> **Trecho do texto**:
★ ★ ★ ★

Prefeito Rodrigo Manga fez live precedida de anúncio sensacionalista, para anunciar pedido de “intervenção” na represa de Itupararanga. Foto: reproduções/Facebook
Falando ao vivo nas redes sociais da Prefeitura de Sorocaba, no início da noite desta terça-feira, 17, o prefeito Rodrigo Maganhato (Republicanos) fez alarde — desnecessário, segundo especialistas — sobre o nível de água da represa de Itupararanga. A live foi precedida de publicação de card sensacionalista nas redes da Prefeitura (veja acima) e interpretada, no meio político, como uma estratégia desesperada do prefeito para tentar tirar o foco dos escândalos de corrupção que pipocam em seu governo.
Dizendo-se preocupado com o risco de acidentes ou de inundações devido ao nível da represa, Manga assinou ofício ao governo do Estado, durante a live, solicitando “intervenção” estadual na administração da Represa de Itupararanga — cuja gestão, por sinal, é regulada pela União, por meio da Aneel. Entretanto, de acordo com o Grupo de Trabalho de Crise Hídrica (GT-CH) do Comitê de Bacias, o nível da represa não preocupa e não há necessidade de plano de manejo para enchentes.
Também a Companhia Brasileira de Alumínio (CBA), responsável pela gestão da Usina Hidrelétrica de Itupararanga, contestou as informações do prefeito, ao informar, em nota à imprensa, que a barragem está segura e que não existe risco de rompimento. Segundo a CBA, nesta terça-feira (portanto, antes da live sensacionalista do prefeito), representantes da empresa haviam mantido reunião com o Saae e a Defesa Civil de Sorocaba, para esclarecer sobre o monitoramento da represa e o sistema de controle e amortecimento de cheias.

★ ★ ★ ★

> **Suas tarefas**:
**1.** Diga se cada afirmação concorda com o texto sobre a represa de Itupararanga, respondendo sim ou não e citando as palavras do texto que decidem: (a) a live do prefeito foi transmitida nas redes sociais da Prefeitura de Sorocaba; (b) a gestão da represa é regulada pelo governo do Estado; (c) a CBA afirmou que existe risco de rompimento da barragem.
**2.** Segundo o texto sobre a represa de Itupararanga, quem é responsável pela gestão da Usina Hidrelétrica de Itupararanga?
**3.** Retome o texto sobre a represa de Itupararanga a partir de onde ele para.

Dados de origem
★ ★ ★ ★

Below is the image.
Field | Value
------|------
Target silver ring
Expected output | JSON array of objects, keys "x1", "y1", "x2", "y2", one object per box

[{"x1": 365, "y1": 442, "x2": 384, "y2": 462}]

★ ★ ★ ★

> **Respostas por tarefa**:
**1.**
(a) Sim: "Falando ao vivo nas redes sociais da Prefeitura de Sorocaba".
(b) Não: "cuja gestão, por sinal, é regulada pela União, por meio da Aneel".
(c) Não: "a barragem está segura e que não existe risco de rompimento".

**2.** A Companhia Brasileira de Alumínio (CBA).

**3.**
Espalhando o medo
Em seu pronunciamento, o prefeito de Sorocaba disse que propôs um controle da vazão de água da barragem para o rio Sorocaba e a elaboração de um plano de emergência, mas não teria sido atendido pela empresa: “A CBA não tomou a atitude desse controle (do nível da represa) de hora em hora”, reclamou Manga. No entanto, o controle da barragem, segundo a nota divulgada pela empresa, já existe e funciona 24 horas por dia.
Manga abusou em seu pronunciamento ao vivo de frases alarmistas como “colocando em risco muitos moradores de Sorocaba e Votorantim”, “prejudicando milhares de pessoas”, e chegou a falar sobre “o caos que já aconteceu outrora com o rompimento”, sendo que o que ocorreu no passado foram aumentos da vazão do rio Sorocaba, com alagamento de áreas ribeirinhas, em decorrência do vertimento (liberação de água pelos arcos da barragem), fato que só ocorre quando a barragem está em seu nível máximo.
Cortina de fumaça?
A “live do fim do mundo”, como está sendo chamada nas redes sociais, ocorre um dia depois de o Judiciário instaurar processo criminal contra um secretário municipal, um ex-secretário e um servidor, além de dois empresários de Sorocaba (leia aqui), a pedido do Gaeco (Grupo de Atuação Especial de Combate ao Crime Organizado), que denunciou uma trama urdida dentro da Prefeitura para superfaturar em mais de R$ 10 milhões a compra de um prédio pelo governo municipal.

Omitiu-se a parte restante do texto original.